## Excerpted records:
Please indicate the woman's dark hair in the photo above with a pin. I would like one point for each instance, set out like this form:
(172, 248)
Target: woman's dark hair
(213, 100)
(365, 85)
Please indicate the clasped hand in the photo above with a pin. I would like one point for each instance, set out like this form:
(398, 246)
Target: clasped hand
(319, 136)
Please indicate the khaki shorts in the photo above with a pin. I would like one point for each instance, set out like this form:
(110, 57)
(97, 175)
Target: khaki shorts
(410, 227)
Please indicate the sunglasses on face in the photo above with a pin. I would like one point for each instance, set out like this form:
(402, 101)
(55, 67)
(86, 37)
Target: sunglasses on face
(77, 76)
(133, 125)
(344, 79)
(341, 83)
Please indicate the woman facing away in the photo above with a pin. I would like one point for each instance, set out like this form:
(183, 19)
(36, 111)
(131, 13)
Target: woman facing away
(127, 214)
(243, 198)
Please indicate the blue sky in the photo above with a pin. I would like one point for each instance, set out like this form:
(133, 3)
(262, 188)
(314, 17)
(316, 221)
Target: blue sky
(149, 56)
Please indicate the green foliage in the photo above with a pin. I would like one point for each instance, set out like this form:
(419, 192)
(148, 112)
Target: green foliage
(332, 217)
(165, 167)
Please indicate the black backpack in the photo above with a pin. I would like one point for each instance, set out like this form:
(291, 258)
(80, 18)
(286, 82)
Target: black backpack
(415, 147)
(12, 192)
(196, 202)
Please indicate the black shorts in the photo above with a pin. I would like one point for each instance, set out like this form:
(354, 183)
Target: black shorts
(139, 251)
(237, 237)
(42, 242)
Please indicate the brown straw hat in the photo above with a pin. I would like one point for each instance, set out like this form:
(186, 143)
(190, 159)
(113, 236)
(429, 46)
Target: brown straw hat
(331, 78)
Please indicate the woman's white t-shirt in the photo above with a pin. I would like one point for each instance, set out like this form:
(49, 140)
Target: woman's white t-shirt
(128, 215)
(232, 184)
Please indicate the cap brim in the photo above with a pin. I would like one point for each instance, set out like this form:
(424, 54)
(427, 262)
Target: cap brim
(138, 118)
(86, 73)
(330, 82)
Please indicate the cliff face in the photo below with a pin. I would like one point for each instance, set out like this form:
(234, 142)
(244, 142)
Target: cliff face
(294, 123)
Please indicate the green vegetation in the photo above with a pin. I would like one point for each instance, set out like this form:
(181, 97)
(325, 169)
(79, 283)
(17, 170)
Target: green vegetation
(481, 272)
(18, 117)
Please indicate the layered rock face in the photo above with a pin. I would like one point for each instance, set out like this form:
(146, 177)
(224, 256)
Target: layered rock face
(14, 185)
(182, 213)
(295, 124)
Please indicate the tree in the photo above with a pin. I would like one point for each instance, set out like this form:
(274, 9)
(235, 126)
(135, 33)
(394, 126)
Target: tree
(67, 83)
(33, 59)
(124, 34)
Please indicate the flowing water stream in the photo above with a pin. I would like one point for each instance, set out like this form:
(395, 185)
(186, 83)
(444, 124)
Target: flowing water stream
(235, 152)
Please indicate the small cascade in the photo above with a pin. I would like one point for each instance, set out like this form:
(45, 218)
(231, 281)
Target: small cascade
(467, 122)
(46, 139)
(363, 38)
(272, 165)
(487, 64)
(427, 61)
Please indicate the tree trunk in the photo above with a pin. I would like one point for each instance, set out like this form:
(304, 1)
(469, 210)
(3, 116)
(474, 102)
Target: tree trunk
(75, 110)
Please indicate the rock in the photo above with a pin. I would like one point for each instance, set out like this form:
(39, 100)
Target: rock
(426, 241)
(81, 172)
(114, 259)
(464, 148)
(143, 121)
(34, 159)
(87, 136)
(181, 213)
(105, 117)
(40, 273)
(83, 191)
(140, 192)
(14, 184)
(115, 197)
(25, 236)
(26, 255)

## Activity:
Send back each record exactly, and include them all.

## Result of the exercise:
Please indicate the woman's dark hair in the photo above with a pin. I would like one point for each instance, set out like this form:
(172, 248)
Target: woman's dark hair
(213, 100)
(365, 85)
Please indicate the clasped hand in the photo above with a pin. I would like one point for each instance, set out like this form:
(398, 246)
Target: clasped hand
(319, 136)
Please indicate the khaki shorts in the photo above with a pin. I would like one point for each instance, set out like this form:
(110, 57)
(97, 175)
Target: khaki shorts
(410, 227)
Please indicate the sunglasses on face in the photo above with a pin. I would like one point for each instance, set out like this form:
(402, 101)
(55, 67)
(86, 37)
Target: sunglasses on face
(77, 76)
(133, 125)
(344, 79)
(341, 83)
Please indicate the woman facing away in the photo above with a pin. I would like one point for each instance, set out like this form:
(183, 19)
(36, 111)
(131, 13)
Target: woman facing away
(127, 214)
(243, 198)
Please indicate the blue sky in the photo above with a pin. I would like one point for each instance, set out like this form:
(133, 3)
(262, 188)
(314, 17)
(316, 221)
Target: blue sky
(149, 56)
Please indicate the green foliage in the photo above with a pin. I would like one point for each instance, set out like this form:
(419, 192)
(148, 112)
Target: green foliage
(332, 217)
(165, 167)
Please indicate the black backpack in the photo above with a pin. I would like one point for each instance, set out like this form:
(291, 258)
(80, 18)
(286, 82)
Target: black backpack
(415, 147)
(12, 192)
(196, 202)
Please indicate the black shorts in the photo above with a pin. I would like one point for each instance, set out like this form:
(354, 183)
Target: black shorts
(139, 251)
(237, 237)
(42, 242)
Please indicate the brown straw hat in the photo above with a pin. I would like one point for each instance, set out like this form:
(186, 143)
(190, 159)
(113, 236)
(429, 46)
Target: brown straw hat
(331, 78)
Please indicate the woman's white t-shirt in the photo above with a pin. I would like one point for each instance, set out like this form:
(49, 140)
Target: woman's white t-shirt
(128, 215)
(232, 184)
Please indicate the cap brim in the photo above with a pin. I would like one point for each instance, set out like this form:
(424, 54)
(427, 262)
Target: cap brim
(138, 118)
(86, 73)
(330, 82)
Please indicate the cliff face in the photo below with a pin. I would like one point for each instance, set out like this form:
(234, 142)
(244, 142)
Target: cliff face
(294, 123)
Please indicate the green vegetation in the photo above with a pin. I would like one point for each instance, set out like this form:
(181, 97)
(325, 169)
(79, 283)
(17, 170)
Target: green vegetation
(481, 272)
(18, 117)
Please indicate the layered rock face in the photo above with a pin. I would like one point for each instance, set out like this form:
(146, 177)
(224, 256)
Target: layered rock face
(14, 185)
(182, 213)
(295, 124)
Please indicate the tree in the photo above with a pin. I would like one point for each instance, set out like this form:
(274, 9)
(235, 126)
(135, 33)
(394, 126)
Target: tree
(67, 83)
(33, 59)
(124, 34)
Please indicate the flowing water stream in the photo above with a pin. I would like one point for each instance, set out like this form:
(395, 185)
(186, 83)
(444, 124)
Target: flowing water stream
(235, 152)
Please indicate the small cascade in the photo above with a pin. I would like one point for each instance, set out like this form:
(45, 218)
(231, 281)
Target: small cascade
(467, 122)
(46, 139)
(363, 38)
(272, 165)
(487, 64)
(427, 61)
Please indicate the tree trunk in the photo above with a pin. I would like one point for each instance, set out like this form:
(304, 1)
(469, 210)
(3, 116)
(474, 102)
Target: tree trunk
(75, 110)
Please indicate the rock in the photo above with a pin. I would like one point for each instance, set out like this form:
(39, 100)
Target: rock
(426, 241)
(81, 172)
(114, 259)
(464, 148)
(143, 121)
(34, 159)
(87, 136)
(181, 213)
(105, 117)
(40, 273)
(83, 191)
(140, 192)
(14, 184)
(115, 197)
(25, 236)
(26, 255)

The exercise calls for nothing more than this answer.